_WHAT YOU WILL DO_
Would you repeat the entries beneath, with nothing changed?

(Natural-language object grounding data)

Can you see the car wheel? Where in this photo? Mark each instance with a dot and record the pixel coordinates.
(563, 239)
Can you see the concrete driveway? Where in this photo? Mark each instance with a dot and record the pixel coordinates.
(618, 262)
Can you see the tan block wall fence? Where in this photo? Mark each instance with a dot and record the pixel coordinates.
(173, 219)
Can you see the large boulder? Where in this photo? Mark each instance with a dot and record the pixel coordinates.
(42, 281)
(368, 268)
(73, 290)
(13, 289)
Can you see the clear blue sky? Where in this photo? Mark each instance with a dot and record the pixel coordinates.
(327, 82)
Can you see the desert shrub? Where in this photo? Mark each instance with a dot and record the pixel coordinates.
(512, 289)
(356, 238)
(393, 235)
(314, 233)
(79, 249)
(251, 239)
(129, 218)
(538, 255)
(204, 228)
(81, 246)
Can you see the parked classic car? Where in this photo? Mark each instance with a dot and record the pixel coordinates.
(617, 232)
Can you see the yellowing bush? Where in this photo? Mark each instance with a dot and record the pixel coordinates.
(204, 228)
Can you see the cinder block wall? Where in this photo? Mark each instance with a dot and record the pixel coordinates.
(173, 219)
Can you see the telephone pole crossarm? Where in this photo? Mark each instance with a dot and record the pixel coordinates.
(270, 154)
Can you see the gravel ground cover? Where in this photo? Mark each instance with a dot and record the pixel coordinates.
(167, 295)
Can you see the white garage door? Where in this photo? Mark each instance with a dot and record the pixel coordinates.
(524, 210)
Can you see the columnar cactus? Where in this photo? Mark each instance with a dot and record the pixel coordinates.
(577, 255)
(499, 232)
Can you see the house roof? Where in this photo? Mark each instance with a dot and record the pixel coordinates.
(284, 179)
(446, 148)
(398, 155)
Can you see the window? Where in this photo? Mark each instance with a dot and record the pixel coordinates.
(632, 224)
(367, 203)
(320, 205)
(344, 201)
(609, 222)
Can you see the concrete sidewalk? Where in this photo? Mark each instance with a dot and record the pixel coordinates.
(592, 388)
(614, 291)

_ANSWER TO THE PROBLEM_
Can you see the car wheel? Where in this photo? Mark each instance with a dot and record the pixel coordinates.
(563, 239)
Can you see the concrete driveway? Where in this photo? Mark each instance with a dot and record the pixel coordinates.
(618, 262)
Can you see the tan block wall fence? Where in this photo? Mark each instance with a dot and record the pixel coordinates.
(173, 219)
Can you see the large boulder? Where in this photo? Mark each instance with a dot and record the pixel coordinates.
(42, 281)
(368, 268)
(73, 290)
(13, 289)
Can you see the clear blue sky? Where in this photo? Mark each instance with a dot and record the pixel coordinates.
(327, 82)
Can you see the desert shrub? Where in this photo? Mark each instance with a dot and record the pixel coordinates.
(512, 289)
(356, 238)
(393, 235)
(314, 233)
(79, 249)
(251, 239)
(129, 218)
(538, 255)
(204, 228)
(81, 246)
Can you see the parked classic car? Where in this photo? Mark each instance with a dot and record the pixel coordinates.
(617, 232)
Can you see the yellowing bush? Where in this photo? Mark each instance with a dot and record the pixel coordinates.
(204, 228)
Can you see the cinder block wall? Where in this photo? Mark each instance with a dot and record the pixel coordinates.
(173, 219)
Can you see the telephone pole crossarm? Where in this photo? Mark each instance with a dot and record the pixel coordinates.
(270, 154)
Can you see the gravel ground cover? Where in this photo? Mark each instance with a dot and record the pixel coordinates.
(167, 295)
Can you see the white garage door? Where in this photo? Mark each instance with a dot and record the pixel coordinates.
(524, 210)
Can you see the columnar cactus? Where in this photo? Mark each instance with a dot and record the pixel coordinates.
(577, 255)
(499, 232)
Can you see the house roof? Where in this photo? Mark each instance with a dot and record the pixel coordinates.
(284, 179)
(446, 148)
(398, 155)
Can you see the window? Where in this photo? Mark each instance with a dot and record the pixel coordinates.
(632, 224)
(367, 203)
(320, 205)
(344, 201)
(609, 222)
Can you see the concrete sidewalk? Where in this photo? Mark each instance with a dot and record the pixel coordinates.
(592, 388)
(614, 291)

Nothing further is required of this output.